## Stated exercise 1
Print everything from "These standards are" down to "overlooked as wood." in the article on building with wood, word for word.

## Reading passage
((

Why more buildings should be made of wood

 

 

The second little pig was unlucky. He built his house from sticks. It was blown away by a huffing, puffing wolf, which promptly gobbled him up. His brother, by contrast, built a wolf-proof house from bricks. The fairy tale could have been written by a flack for the construction industry, which strongly favours brick, concrete and steel. However, in the real world it would help reduce pollution and slow global warming if more builders copied the wood-loving second pig.

In 2015 world leaders meeting in Paris agreed to move towards zero net greenhouse-gas emissions in the second half of this century. That is a tall order, and the building industry makes it even taller. Cement-making alone produces 6% of the world’s carbon emissions. Steel, half of which goes into buildings, accounts for another 8%. If you factor in all of the energy that goes into lighting, heating and cooling homes and offices, the world’s buildings start to look like a giant environmental problem.

Governments in the rich world are now trying to promote greener behaviour by obliging developers to build new projects to “zero carbon” standards (see article). From January 1st 2019 all new public-sector buildings in the European Union must be built to “nearly zero-energy” standards. All other types of buildings will follow in January 2021. Governments in eight further countries are being lobbied to introduce a similar policy.

These standards are less green than they seem. Wind turbines and solar panels on top of buildings look good but are much less productive than wind and solar farms. And the standards only count the emissions from running a building, not those belched out when it was made. Those are thought to account for between 30% and 60% of the total over a structure’s lifetime.

Buildings can become greener. They can use more recycled steel and can be prefabricated in off-site factories, greatly reducing lorry journeys. But no other building material has environmental credentials as exciting and overlooked as wood.

))

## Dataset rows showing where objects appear
((

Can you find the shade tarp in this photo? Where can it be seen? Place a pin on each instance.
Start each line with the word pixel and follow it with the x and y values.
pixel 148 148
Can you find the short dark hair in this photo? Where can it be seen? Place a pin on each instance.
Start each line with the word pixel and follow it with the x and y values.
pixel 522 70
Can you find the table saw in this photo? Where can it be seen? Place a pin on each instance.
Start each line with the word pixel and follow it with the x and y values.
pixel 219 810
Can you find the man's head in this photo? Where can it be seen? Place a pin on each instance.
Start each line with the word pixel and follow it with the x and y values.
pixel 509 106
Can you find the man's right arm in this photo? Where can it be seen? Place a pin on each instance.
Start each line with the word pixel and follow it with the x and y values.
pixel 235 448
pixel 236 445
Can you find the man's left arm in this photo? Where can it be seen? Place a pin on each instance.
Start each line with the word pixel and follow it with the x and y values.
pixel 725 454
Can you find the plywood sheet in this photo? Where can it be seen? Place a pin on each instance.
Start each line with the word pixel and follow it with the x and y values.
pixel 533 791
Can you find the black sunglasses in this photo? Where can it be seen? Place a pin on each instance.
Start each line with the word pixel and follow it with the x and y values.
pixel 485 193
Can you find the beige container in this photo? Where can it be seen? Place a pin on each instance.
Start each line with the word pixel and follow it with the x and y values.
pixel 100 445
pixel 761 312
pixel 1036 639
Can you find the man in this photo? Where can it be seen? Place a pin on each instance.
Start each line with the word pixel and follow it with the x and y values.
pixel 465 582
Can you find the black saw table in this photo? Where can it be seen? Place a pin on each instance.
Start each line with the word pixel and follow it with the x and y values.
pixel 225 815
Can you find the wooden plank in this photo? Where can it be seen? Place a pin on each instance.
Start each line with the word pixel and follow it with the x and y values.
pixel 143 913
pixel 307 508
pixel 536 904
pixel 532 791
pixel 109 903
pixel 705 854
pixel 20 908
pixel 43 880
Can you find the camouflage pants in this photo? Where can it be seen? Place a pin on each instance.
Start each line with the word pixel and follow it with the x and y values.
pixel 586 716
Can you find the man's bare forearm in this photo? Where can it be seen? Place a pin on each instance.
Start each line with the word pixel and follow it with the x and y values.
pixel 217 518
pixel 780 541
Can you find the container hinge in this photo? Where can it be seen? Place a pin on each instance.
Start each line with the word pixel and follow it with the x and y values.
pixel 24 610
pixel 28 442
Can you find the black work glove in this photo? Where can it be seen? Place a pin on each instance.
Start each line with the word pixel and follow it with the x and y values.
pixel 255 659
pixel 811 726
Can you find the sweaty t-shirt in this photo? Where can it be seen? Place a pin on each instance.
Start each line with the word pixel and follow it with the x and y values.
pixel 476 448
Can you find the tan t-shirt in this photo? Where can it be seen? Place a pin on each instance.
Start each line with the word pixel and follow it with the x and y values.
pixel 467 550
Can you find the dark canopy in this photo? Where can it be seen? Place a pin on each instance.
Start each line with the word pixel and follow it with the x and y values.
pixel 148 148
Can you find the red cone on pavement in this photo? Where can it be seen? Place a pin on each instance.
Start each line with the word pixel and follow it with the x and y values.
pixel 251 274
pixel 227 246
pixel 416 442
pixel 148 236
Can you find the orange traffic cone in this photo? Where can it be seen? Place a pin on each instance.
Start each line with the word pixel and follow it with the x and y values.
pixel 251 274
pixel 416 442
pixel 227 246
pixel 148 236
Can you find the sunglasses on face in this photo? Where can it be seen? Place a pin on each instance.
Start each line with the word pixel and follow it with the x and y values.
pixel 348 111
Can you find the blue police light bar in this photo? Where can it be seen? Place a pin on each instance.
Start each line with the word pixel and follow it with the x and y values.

))

## Stated exercise 2
Turn everything from the start of the listing down to the line containing "pixel 522 70", including that line, into a JSON list of strings, one string per line, leaving out blank lines. Include nothing else from the listing.

## Final answer 1
These standards are less green than they seem. Wind turbines and solar panels on top of buildings look good but are much less productive than wind and solar farms. And the standards only count the emissions from running a building, not those belched out when it was made. Those are thought to account for between 30% and 60% of the total over a structure’s lifetime.

Buildings can become greener. They can use more recycled steel and can be prefabricated in off-site factories, greatly reducing lorry journeys. But no other building material has environmental credentials as exciting and overlooked as wood.

## Final answer 2
[
  "Can you find the shade tarp in this photo? Where can it be seen? Place a pin on each instance.",
  "Start each line with the word pixel and follow it with the x and y values.",
  "pixel 148 148",
  "Can you find the short dark hair in this photo? Where can it be seen? Place a pin on each instance.",
  "Start each line with the word pixel and follow it with the x and y values.",
  "pixel 522 70"
]